Excerto fornecido ▸
== == ==

Luís Godinho texto | Gonçalo Figueiredo fotografia

Na Herdade do Freixo do Meio “nasceu” uma aldeia do neolítico antigo, para lembrar como era a vida dos primeiros agricultores alentejanos. É um povoado construído com recurso a dados arqueológicos, etnográficos e a alguma dose de experimentalismo.

Pouco depois de avivar o lume que ocupa o espaço central no povoado neolítico recriado na Herdade do Freixo do Meio, próximo de Foros de Vale Figueira (Montemor-o-Novo), o arqueólogo Manuel Calado dirige-se para o interior de uma das duas cabanas e coloca a mão sobre o barro que reboca uma das paredes, preocupado com uma pequena infiltração de água. Os dias tinham sido de muito chuva, mas a construção resistiu.

Habituado a desvendar o património arqueológico do país, em particular no Alentejo, Manuel Calado aceitou o repto do proprietário da herdade, Alfredo Cunhal Sendim, de “perceber a humanidade” que ao longo dos milénios habitou este território. As escavações arqueológicas conduziram à descoberta de um menir e de vestígios de um povoado neolítico. 

Logo depois surgiu a ideia de reconstruir esse povoado, a poucos metros de distância, não propriamente com qualquer finalidade económica ou turística, mais pela “satisfação” da aprendizagem. “Não fizemos isto com o intuito de criar um produto didático ou turístico, isso é uma consequência deste trabalho. O princípio, o fundamental, é a inquietude de saber mais, de todos os dias aprender”, explica Alfredo Cunhal Sendim.

Escavado o povoado original, onde ainda decorrem trabalhos arqueológicos, o primeiro passo para a edificação da nova aldeia neolítica foi identificar o sítio onde ela poderia ser construída. E esse é dos dados arqueológicos “mais seguros”, no que ao neolítico antigo diz respeito. 

“Este povoado segue a norma geral, de que conhecemos muitos casos no Alentejo, em que os locais eram escolhidos junto a grandes afloramentos graníticos, numa plataforma adjacente. Normalmente esses afloramentos são deixados do lado oeste/norte, do lado dos ventos dominantes. Portanto, tratámos de replicar essa opção”, revela Manuel Calado, sublinhando que todo o trabalho teve por base dados arqueológicos e etnográficos, a que foi necessário juntar algum experimentalismo, como adiante se verá.

Escolhido o local para a instalação do povoado, foi necessário definir uma planta e construir duas cabanas: a principal, que serviria de residência e abrigo para a família que aqui se instalasse há sete mil anos; e uma outra para guardar mantimentos e artefacto e que, mais tarde, poderia igualmente ser usada como habitação, caso a família viesse a aumentar.

== == ==

Tarefas propostas ▸
1. Traduza para inglês, por favor, esta frase do texto sobre o povoado neolítico: “É um povoado construído com recurso a dados arqueológicos, etnográficos e a alguma dose de experimentalismo.”
2. Dê seguimento ao texto sobre o povoado neolítico, começando depois da última frase.
As linhas abaixo provêm de outra fonte.

Material fornecido ▸
== == ==

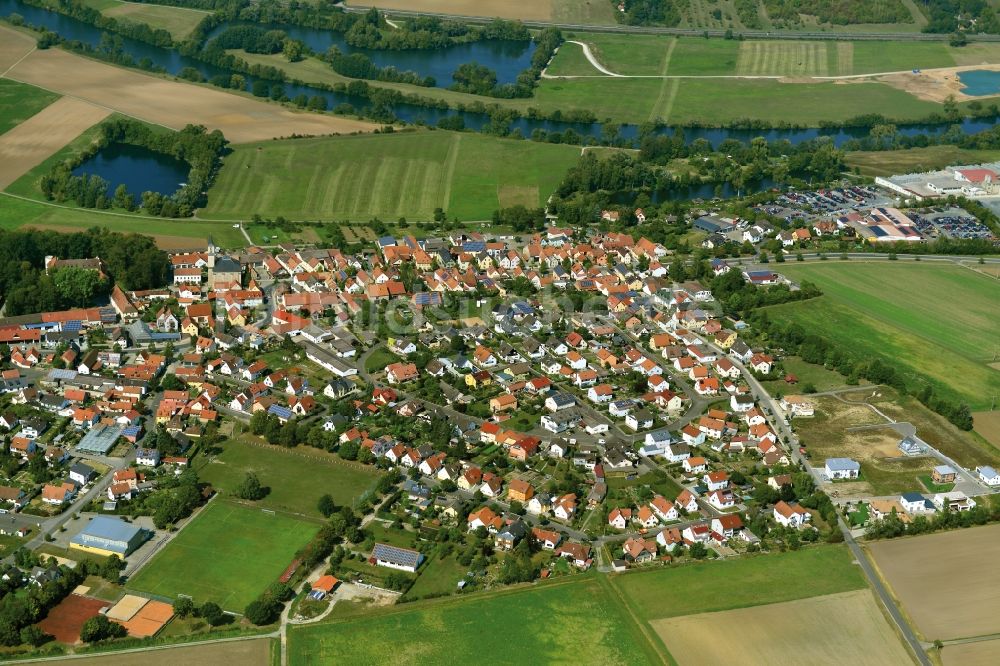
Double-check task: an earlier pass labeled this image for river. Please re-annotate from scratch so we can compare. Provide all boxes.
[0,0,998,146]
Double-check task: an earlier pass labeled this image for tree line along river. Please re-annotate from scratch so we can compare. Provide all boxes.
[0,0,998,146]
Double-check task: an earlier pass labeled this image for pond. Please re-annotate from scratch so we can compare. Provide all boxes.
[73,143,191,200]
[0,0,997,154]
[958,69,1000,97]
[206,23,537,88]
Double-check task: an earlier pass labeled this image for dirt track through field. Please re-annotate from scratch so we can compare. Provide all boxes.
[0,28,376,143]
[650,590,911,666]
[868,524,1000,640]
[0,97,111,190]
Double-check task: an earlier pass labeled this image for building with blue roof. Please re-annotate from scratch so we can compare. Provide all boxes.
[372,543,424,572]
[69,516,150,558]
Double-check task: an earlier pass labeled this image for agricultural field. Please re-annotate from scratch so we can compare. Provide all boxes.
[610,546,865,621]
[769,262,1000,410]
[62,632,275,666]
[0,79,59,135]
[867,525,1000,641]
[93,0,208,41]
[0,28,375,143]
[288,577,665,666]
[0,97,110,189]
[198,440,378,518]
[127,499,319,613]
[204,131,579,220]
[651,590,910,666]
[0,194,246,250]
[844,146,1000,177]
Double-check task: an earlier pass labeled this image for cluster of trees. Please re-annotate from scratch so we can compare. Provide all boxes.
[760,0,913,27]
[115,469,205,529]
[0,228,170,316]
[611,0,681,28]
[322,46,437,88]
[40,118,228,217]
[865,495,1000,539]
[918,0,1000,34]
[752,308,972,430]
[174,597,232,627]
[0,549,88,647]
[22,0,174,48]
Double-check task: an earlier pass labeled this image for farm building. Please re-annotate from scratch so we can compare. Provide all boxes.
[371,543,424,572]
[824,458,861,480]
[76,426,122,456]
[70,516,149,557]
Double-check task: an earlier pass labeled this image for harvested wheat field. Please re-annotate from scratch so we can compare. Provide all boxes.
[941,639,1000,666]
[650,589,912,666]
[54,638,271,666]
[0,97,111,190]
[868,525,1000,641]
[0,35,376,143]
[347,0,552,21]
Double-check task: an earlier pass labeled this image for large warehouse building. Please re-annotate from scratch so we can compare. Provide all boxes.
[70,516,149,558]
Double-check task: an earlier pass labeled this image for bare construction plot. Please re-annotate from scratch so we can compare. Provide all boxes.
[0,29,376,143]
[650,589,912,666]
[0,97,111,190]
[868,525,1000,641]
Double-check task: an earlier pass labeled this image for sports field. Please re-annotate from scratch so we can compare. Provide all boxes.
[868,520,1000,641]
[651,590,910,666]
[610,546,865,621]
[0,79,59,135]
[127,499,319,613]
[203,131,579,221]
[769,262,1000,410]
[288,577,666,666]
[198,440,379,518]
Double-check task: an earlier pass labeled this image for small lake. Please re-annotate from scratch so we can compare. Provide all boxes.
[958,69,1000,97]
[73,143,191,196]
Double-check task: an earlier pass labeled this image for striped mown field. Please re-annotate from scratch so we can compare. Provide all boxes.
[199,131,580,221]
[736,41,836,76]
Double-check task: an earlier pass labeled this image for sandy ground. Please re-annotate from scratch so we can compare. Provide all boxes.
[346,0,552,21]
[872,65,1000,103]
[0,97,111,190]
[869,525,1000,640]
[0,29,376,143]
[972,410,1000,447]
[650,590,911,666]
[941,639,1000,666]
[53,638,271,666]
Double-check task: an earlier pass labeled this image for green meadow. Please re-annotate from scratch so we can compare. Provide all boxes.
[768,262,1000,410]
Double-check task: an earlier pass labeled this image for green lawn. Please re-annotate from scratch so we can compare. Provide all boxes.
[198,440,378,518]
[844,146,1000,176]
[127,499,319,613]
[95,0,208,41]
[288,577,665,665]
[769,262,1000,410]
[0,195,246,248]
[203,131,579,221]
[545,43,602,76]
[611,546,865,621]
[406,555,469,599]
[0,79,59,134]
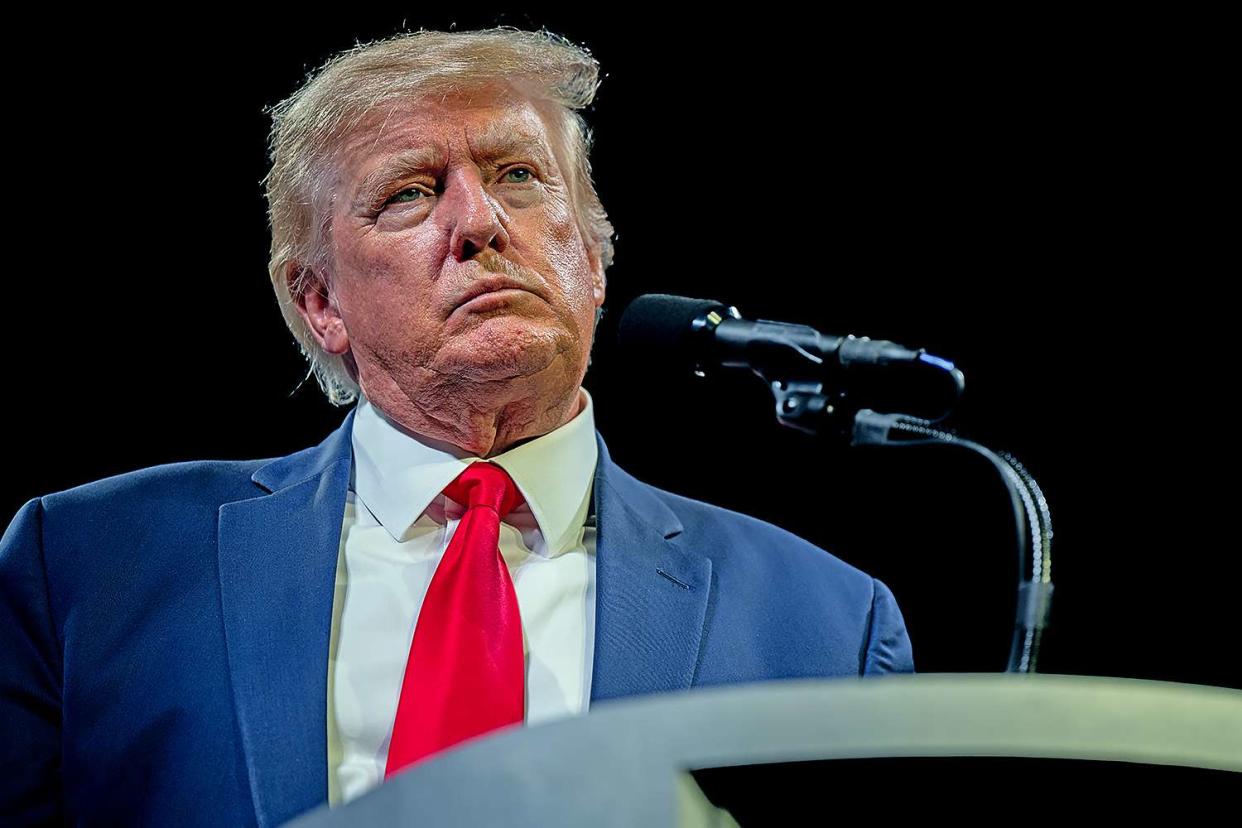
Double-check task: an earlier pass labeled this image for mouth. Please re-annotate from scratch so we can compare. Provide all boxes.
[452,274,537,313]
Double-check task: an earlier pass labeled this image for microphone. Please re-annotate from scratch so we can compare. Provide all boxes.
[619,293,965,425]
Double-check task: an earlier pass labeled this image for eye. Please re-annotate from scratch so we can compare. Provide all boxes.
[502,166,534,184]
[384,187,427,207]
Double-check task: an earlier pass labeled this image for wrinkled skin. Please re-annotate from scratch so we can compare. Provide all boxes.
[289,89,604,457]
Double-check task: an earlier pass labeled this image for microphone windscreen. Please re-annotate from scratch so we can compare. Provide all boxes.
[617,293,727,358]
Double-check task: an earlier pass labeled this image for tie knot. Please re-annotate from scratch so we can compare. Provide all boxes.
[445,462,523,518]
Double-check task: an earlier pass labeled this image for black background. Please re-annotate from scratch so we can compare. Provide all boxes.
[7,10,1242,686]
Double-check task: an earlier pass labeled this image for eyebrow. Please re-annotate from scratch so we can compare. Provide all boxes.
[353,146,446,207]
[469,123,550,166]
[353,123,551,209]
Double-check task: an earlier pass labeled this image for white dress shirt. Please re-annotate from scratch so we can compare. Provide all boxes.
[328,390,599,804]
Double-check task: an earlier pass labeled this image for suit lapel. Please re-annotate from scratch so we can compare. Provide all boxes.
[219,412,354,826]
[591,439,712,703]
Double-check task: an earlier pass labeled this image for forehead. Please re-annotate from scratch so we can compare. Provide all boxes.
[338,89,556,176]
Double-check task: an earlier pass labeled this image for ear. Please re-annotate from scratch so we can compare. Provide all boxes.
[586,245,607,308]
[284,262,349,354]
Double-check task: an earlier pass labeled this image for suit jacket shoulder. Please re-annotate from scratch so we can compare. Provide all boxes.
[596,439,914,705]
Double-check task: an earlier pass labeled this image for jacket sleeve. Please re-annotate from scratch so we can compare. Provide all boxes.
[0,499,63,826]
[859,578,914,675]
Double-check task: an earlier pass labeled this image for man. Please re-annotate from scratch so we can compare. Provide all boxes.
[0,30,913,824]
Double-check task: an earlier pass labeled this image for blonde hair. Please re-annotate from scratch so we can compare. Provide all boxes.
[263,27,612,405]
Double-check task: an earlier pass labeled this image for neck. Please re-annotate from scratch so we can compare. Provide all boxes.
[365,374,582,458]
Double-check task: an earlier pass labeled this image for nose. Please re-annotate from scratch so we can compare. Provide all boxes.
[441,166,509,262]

== == ==

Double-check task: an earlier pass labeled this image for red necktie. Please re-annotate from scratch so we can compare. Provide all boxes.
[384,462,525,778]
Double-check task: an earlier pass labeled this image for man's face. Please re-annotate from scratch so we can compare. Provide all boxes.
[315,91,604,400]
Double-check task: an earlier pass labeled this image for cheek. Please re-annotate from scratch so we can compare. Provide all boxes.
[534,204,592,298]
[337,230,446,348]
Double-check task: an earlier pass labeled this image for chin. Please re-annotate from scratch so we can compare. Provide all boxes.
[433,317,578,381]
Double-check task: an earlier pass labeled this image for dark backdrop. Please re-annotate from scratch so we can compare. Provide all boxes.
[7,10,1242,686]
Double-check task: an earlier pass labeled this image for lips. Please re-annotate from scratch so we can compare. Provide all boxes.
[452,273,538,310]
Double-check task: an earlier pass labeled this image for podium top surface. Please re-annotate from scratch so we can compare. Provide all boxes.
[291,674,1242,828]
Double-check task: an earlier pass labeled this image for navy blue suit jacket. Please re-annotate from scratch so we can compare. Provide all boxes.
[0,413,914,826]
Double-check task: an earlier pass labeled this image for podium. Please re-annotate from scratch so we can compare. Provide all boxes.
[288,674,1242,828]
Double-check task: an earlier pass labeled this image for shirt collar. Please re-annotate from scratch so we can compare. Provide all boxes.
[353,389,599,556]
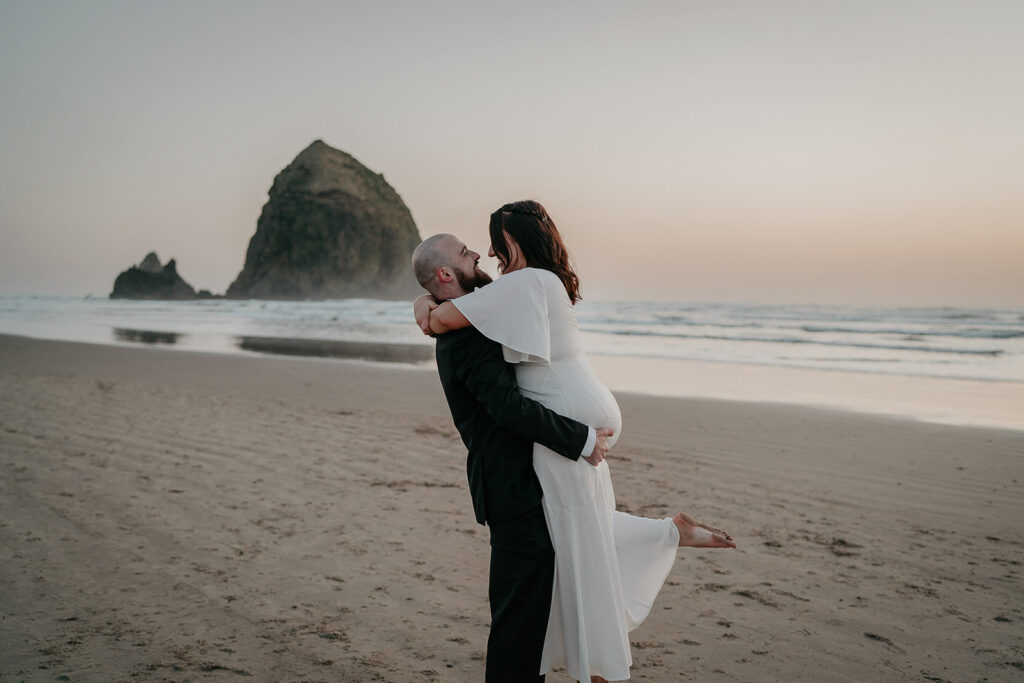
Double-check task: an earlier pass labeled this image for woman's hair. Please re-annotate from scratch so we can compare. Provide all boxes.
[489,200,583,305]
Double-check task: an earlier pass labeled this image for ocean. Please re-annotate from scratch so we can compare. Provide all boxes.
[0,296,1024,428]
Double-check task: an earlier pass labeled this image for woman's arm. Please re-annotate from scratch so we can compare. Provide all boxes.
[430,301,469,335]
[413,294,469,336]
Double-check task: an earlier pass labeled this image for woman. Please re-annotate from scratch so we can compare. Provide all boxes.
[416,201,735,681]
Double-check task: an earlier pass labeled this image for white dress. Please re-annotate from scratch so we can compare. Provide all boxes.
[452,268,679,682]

== == ==

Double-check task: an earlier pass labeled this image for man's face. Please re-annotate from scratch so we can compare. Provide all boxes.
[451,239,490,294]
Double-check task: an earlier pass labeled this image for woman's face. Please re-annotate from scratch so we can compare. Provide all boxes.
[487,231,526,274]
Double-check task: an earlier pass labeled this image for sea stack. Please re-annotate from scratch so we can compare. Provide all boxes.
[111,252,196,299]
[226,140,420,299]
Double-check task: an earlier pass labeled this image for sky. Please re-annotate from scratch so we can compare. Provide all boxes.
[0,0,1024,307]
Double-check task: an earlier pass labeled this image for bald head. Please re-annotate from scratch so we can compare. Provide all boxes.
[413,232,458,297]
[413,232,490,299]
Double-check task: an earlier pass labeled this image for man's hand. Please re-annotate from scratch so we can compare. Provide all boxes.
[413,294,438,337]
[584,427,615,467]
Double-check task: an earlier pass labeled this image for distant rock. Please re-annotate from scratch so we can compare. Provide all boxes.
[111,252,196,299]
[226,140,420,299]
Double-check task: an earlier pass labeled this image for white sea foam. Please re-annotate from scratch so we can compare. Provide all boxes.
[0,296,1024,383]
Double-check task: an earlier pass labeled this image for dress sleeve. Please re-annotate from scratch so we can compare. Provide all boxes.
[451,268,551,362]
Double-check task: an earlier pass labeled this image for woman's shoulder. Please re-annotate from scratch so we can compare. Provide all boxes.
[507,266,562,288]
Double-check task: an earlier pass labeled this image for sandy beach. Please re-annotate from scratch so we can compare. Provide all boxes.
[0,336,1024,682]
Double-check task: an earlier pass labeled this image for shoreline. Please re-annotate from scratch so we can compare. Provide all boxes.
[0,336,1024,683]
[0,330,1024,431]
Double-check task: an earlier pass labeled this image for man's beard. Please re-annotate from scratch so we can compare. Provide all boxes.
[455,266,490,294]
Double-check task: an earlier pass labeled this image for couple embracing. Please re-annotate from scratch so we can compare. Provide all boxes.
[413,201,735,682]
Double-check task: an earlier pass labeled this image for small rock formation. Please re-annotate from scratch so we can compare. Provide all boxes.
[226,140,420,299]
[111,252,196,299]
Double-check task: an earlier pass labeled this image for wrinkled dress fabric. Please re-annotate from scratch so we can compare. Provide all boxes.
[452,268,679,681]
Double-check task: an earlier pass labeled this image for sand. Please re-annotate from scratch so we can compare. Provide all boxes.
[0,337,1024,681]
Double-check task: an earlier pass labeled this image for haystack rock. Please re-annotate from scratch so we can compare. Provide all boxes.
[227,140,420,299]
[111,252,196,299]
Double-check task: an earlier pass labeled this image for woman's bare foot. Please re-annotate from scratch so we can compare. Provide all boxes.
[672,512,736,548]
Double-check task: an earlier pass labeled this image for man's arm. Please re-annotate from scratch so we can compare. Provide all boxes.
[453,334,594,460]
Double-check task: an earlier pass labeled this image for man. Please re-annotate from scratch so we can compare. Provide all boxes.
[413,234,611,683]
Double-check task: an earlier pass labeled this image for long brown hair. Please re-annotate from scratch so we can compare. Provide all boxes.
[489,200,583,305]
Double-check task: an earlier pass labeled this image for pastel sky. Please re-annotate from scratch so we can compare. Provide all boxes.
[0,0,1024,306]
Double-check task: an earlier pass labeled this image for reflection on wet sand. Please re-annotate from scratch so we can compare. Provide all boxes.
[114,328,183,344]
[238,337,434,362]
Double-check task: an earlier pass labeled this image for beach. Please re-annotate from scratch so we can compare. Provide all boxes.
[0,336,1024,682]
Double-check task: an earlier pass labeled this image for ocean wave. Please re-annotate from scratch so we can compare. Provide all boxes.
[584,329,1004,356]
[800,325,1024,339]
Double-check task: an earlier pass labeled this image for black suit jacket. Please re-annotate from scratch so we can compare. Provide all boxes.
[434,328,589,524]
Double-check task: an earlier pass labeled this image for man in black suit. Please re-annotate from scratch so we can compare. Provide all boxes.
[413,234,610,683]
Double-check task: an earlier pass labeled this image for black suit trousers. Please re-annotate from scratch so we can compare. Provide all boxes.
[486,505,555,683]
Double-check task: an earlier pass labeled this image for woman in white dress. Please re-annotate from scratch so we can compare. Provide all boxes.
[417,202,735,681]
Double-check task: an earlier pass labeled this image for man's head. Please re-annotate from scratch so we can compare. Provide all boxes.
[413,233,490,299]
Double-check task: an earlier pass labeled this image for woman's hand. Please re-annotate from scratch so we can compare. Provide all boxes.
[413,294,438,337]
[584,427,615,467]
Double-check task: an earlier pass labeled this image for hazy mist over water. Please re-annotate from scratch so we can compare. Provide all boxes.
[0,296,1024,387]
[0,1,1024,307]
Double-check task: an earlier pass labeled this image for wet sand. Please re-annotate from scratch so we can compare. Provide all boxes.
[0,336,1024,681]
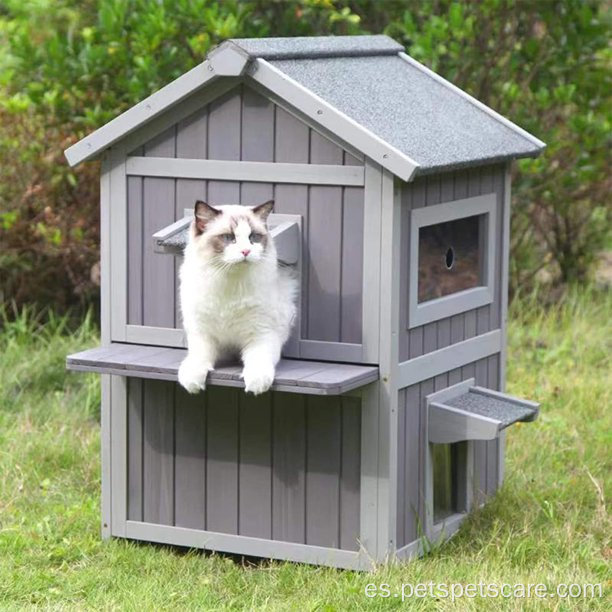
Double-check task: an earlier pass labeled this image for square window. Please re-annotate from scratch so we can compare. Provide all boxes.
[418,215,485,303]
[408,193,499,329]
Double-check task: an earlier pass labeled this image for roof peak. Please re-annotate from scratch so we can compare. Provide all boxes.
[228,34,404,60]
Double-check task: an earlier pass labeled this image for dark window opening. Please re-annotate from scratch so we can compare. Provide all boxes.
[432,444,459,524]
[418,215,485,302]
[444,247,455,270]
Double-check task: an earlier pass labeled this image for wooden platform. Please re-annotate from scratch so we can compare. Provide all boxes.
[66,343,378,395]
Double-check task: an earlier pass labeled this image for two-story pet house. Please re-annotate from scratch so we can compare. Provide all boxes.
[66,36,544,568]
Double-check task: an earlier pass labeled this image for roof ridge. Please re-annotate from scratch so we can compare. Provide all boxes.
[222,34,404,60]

== == ==

Respostas por tarefa ▸
1. It is a settlement built using archaeological and ethnographic data and a certain amount of experimentation.

2.
A planta não foi difícil. “Sabemos que, por essa altura, as construções eram circulares, nos nossos climas, sobretudo no Mediterrâneo, e portanto optámos por essa alternativa. No Norte da Europa, na mesma altura, faziam-se plantas retangulares, mas aqui eram circulares”, explica o arqueólogo. Já a construção das cabanas, essa, revelou-se mais complexa.

Um primeiro problema prendeu-se com o tipo de materiais utilizados, uma vez que as madeiras “não se conservam, no nosso clima, por períodos de tempo tão longos”. Assim, tendo por base “os dados arqueológicos existentes” e a preocupação de ser “o mais verosímil possível”, foi crucial a informação recolhida numa escavação arqueológica nos arredores de Barcelona, um povoado neolítico onde, por razões ambientais muito específicas, “todos os materiais orgânicos, como as madeiras e as cordas, conservaram-se” e resistiram à passagem dos milénios.

“Usámos esses dados para construir as cabanas, cujas paredes foram feitas com um entrelaçado de ramagens e rebocadas com barro cru”, diz Manuel Calado, revelando que esta técnica construtiva “está bem documentada” em Portugal. “Quando as cabanas ardiam por acidente ou por serem queimadas na sequência de um qualquer conflito, o barro que rebocava as paredes cozia e, então, encontramos fragmentos de barro com negativos da matéria vegetal onde estava encostado. Para isso dispúnhamos de dados arqueológicos locais”.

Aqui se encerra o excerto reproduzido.